Count the lines in the data below that contain the string "trunk", treating uppercase and lowercase letters as distinct. Give only the number.

-*-

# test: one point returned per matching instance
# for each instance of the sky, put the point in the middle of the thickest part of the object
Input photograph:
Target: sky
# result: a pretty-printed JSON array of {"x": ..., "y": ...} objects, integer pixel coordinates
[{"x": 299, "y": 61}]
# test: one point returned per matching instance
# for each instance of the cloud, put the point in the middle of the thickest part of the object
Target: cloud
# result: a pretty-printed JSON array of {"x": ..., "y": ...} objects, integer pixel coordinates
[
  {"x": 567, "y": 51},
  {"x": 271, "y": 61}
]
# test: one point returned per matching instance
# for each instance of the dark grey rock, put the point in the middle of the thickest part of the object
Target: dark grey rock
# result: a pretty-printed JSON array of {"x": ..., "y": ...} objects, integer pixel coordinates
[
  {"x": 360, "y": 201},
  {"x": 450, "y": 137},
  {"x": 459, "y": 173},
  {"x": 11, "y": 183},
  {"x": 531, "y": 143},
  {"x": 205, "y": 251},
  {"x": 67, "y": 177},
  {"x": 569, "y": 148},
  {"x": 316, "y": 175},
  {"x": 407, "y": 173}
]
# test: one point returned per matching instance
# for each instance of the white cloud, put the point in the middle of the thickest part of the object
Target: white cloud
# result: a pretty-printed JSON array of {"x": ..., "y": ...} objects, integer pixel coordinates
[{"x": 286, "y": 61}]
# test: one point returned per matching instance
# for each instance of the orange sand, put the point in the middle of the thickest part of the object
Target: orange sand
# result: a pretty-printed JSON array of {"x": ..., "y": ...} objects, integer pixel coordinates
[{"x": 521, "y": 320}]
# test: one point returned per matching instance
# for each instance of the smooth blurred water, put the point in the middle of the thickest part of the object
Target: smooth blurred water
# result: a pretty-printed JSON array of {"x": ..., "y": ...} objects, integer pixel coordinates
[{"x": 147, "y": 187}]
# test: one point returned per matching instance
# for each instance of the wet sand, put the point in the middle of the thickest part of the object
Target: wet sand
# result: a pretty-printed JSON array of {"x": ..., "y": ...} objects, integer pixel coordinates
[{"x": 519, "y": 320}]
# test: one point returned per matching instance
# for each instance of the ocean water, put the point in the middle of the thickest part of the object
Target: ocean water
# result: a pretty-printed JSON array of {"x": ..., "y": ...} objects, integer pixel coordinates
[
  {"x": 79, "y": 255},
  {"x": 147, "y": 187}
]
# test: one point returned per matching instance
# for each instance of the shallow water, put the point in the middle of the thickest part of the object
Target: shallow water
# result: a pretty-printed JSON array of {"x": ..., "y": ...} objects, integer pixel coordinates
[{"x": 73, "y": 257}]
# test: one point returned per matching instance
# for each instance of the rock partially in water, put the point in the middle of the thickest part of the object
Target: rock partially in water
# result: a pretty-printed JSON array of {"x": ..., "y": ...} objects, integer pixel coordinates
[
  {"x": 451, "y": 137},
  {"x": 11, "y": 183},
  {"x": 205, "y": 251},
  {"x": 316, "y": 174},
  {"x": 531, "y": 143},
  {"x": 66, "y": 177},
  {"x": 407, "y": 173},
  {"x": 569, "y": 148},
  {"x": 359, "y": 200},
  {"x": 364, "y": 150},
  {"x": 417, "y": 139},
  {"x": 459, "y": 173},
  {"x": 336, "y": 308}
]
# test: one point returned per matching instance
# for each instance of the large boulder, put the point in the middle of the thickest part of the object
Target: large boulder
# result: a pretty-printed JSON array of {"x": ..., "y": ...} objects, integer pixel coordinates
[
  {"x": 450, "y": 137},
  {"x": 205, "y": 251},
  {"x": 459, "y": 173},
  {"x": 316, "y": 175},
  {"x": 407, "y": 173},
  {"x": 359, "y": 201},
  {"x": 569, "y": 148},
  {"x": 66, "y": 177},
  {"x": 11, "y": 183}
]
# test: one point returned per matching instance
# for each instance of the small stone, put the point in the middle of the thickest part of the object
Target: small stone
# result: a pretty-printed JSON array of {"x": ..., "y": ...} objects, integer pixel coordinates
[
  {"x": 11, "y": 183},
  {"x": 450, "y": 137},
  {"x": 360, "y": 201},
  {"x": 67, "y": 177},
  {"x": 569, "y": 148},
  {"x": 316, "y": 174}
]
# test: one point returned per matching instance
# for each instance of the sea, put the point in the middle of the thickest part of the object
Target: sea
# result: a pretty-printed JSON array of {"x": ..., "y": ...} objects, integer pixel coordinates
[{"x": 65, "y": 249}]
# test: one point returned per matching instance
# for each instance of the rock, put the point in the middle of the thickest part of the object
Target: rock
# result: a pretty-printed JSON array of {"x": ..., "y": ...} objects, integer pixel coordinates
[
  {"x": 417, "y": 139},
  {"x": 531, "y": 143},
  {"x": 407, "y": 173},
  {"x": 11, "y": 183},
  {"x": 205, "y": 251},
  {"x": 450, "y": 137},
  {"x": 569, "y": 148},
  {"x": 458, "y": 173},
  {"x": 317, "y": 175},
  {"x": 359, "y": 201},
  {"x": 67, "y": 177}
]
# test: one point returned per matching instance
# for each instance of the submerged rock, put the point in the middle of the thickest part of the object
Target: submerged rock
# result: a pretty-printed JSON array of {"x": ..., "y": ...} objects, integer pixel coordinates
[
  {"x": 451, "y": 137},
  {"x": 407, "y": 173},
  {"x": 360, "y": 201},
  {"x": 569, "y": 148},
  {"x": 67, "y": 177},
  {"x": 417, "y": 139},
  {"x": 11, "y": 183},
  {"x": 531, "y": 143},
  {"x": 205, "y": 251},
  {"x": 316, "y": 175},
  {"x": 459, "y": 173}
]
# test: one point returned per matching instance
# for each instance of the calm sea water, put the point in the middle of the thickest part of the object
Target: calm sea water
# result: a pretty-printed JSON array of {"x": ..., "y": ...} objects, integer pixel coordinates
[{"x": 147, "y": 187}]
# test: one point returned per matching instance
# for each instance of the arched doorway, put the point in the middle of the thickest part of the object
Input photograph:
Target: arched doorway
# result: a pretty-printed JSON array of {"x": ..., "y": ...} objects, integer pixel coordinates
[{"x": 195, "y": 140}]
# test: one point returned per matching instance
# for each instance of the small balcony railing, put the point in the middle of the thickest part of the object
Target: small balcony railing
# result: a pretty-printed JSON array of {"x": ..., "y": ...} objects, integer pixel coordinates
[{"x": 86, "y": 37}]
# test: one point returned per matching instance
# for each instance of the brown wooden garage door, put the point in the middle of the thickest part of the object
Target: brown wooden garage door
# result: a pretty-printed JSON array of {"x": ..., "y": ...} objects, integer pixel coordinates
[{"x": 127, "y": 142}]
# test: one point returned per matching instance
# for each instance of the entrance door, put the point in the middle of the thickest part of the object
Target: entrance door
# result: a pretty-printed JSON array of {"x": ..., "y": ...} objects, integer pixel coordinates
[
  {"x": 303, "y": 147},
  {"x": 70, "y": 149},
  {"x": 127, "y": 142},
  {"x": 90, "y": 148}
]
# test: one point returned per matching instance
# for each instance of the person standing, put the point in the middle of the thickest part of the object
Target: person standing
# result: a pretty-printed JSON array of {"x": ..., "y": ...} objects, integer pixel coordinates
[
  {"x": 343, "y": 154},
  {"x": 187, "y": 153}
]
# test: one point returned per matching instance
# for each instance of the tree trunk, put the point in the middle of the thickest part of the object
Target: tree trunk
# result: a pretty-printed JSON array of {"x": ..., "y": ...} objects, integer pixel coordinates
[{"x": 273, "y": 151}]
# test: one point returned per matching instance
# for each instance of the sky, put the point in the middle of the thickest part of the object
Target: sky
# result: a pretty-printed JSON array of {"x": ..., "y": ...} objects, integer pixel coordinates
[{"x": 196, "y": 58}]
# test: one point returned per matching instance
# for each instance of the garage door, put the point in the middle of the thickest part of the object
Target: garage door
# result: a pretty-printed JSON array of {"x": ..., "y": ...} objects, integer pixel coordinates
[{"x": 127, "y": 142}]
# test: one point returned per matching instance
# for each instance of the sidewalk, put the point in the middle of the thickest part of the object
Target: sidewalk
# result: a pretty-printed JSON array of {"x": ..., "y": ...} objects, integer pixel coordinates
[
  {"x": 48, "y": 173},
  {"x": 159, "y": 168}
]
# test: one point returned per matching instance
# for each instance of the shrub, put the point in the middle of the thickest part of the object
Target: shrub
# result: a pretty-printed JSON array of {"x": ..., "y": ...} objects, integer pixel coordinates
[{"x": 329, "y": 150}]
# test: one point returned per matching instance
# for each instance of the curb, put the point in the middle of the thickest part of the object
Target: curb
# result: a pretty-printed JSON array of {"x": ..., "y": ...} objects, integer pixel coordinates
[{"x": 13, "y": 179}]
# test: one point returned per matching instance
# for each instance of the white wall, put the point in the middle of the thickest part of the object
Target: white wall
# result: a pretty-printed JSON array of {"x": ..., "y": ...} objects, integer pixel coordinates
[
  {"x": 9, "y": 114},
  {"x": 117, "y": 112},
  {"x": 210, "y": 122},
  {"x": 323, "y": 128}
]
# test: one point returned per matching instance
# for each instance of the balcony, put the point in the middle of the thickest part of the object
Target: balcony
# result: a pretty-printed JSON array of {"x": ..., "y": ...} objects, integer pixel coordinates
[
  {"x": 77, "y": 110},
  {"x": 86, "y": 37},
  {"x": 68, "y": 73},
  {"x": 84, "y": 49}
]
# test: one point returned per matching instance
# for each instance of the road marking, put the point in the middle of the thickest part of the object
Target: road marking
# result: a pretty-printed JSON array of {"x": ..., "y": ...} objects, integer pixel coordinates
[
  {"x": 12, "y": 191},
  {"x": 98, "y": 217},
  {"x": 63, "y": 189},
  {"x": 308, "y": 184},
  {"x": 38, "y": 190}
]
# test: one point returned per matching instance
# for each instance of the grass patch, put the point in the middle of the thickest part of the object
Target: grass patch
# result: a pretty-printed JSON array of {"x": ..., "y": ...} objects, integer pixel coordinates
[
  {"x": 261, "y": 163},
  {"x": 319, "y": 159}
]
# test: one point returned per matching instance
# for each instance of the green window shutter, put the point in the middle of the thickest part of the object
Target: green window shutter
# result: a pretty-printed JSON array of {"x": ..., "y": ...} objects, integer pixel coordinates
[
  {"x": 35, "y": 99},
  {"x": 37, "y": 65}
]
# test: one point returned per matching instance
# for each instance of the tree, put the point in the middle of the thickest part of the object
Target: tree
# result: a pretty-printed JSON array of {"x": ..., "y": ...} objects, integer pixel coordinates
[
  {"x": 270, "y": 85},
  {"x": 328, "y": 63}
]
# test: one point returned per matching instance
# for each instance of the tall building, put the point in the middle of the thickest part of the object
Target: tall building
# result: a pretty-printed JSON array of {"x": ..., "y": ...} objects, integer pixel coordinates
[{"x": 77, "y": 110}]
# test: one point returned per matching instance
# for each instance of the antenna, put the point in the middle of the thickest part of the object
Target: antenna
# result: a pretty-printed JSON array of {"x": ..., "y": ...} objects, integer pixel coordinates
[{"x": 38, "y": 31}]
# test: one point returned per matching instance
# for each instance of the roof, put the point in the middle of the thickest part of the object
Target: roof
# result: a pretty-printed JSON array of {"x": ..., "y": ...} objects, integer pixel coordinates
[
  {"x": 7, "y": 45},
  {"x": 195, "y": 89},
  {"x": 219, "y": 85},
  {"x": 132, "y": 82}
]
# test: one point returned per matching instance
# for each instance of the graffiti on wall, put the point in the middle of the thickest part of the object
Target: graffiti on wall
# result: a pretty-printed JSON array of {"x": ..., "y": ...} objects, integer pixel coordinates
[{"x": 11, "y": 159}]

-*-

**TASK OUTPUT:** 2